_What you should do_.
Extract every line of the material below and reproduce it faithfully.

_Point annotation dataset records_.

-=-=-

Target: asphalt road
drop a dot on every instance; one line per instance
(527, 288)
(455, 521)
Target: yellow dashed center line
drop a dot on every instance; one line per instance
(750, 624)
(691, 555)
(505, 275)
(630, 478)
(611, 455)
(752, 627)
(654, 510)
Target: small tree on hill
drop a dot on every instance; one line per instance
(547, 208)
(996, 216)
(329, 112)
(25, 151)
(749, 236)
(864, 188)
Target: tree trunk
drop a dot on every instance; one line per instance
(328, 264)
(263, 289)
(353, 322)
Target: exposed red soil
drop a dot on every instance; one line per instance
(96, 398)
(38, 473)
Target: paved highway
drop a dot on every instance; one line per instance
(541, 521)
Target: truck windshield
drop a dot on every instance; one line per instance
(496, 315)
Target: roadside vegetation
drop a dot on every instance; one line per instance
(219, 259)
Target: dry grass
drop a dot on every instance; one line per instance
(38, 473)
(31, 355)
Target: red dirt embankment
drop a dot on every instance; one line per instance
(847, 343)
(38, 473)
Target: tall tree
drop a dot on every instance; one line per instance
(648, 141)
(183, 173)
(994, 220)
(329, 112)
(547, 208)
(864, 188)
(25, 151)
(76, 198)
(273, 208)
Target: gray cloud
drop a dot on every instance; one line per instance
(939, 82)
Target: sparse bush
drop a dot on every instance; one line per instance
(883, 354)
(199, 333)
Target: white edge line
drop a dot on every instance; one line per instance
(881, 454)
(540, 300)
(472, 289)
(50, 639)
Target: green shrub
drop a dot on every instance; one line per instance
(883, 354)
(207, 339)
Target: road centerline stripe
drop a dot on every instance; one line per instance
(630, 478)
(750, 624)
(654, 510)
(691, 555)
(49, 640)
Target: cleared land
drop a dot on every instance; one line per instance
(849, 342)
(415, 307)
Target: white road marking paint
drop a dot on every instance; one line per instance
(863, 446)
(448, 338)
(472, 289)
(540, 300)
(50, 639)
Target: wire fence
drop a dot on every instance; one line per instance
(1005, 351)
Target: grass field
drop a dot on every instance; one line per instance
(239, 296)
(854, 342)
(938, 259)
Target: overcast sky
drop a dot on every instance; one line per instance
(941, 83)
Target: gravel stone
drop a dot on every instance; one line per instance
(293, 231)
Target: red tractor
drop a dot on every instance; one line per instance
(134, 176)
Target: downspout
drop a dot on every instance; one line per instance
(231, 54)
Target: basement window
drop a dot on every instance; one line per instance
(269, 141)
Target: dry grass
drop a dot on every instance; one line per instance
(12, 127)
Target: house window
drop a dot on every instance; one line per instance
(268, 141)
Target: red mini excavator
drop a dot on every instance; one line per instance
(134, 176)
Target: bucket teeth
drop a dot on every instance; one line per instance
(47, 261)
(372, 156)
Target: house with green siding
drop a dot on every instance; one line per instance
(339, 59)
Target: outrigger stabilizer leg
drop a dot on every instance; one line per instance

-=-=-

_Reply to the exercise_.
Target: asphalt road
drop a dot on every instance; one line per instance
(527, 288)
(455, 521)
Target: yellow dashed center line
drop a dot on every instance; one line per instance
(750, 624)
(691, 555)
(505, 275)
(630, 478)
(611, 455)
(752, 627)
(654, 510)
Target: small tree on hill
drop a dot on every instance; one line per instance
(547, 208)
(996, 216)
(329, 112)
(25, 151)
(749, 236)
(864, 188)
Target: tree trunk
drop a dot on every instance; one line per instance
(328, 264)
(263, 289)
(353, 322)
Target: exposed red soil
drop a dot on every instance; one line per instance
(96, 398)
(38, 473)
Target: paved highway
drop a dot on every instance; one line per instance
(541, 521)
Target: truck windshield
drop a dot on every instance; one line per instance
(496, 315)
Target: roadside vegetation
drop a dot on every instance; one line per instance
(219, 259)
Target: dry grass
drop a dot on every instance; one line per instance
(38, 473)
(31, 355)
Target: red dirt embankment
drop a dot on every instance; one line per instance
(847, 343)
(38, 473)
Target: tall tree
drop a dot on every instance; one line per instance
(648, 141)
(183, 173)
(994, 220)
(329, 112)
(547, 208)
(864, 188)
(25, 151)
(76, 198)
(273, 208)
Target: gray cloud
drop a dot on every instance; one line per instance
(939, 82)
Target: sparse bush
drop a dot on every instance; one line per instance
(883, 354)
(199, 333)
Target: white edge line
drop a dot on every instance; one line per instance
(881, 454)
(540, 300)
(472, 289)
(50, 639)
Target: green shrub
drop a dot on every instance; one line per instance
(883, 354)
(207, 339)
Target: road centerline stripe
drop a dot on every instance; one line per instance
(630, 478)
(750, 624)
(654, 510)
(691, 555)
(49, 640)
Target: cleared land
drop a dot on every instance; one line per instance
(849, 342)
(415, 307)
Target: white road marking paint
drop a dot on every instance; one line per instance
(863, 446)
(448, 338)
(472, 289)
(540, 300)
(50, 639)
Target: wire fence
drop a dot on every instance; one line per instance
(1005, 351)
Target: grass field
drop a dot on every instance; one line per instance
(239, 296)
(854, 342)
(938, 259)
Target: overcast sky
drop a dot on every instance; one line per instance
(941, 83)
Target: gravel stone
drop a dot on every instance; one line per instance
(293, 231)
Target: red tractor
drop a dot on every instance; one line per instance
(134, 176)
Target: downspout
drop a dot on every instance; one line per instance
(231, 54)
Target: basement window
drop a dot on every instance; one line per instance
(269, 141)
Target: dry grass
drop a dot on every instance; one line per instance
(12, 127)
Target: house window
drop a dot on every instance; one line per instance
(268, 141)
Target: red mini excavator
drop a dot on every instance; one line per instance
(134, 176)
Target: bucket teeth
drop a dot on every instance; one line per instance
(47, 261)
(372, 156)
Target: house with green siding
drop a dot on every instance; one line per instance
(339, 59)
Target: outrigger stabilizer leg
drop a dot on every instance; one line per instance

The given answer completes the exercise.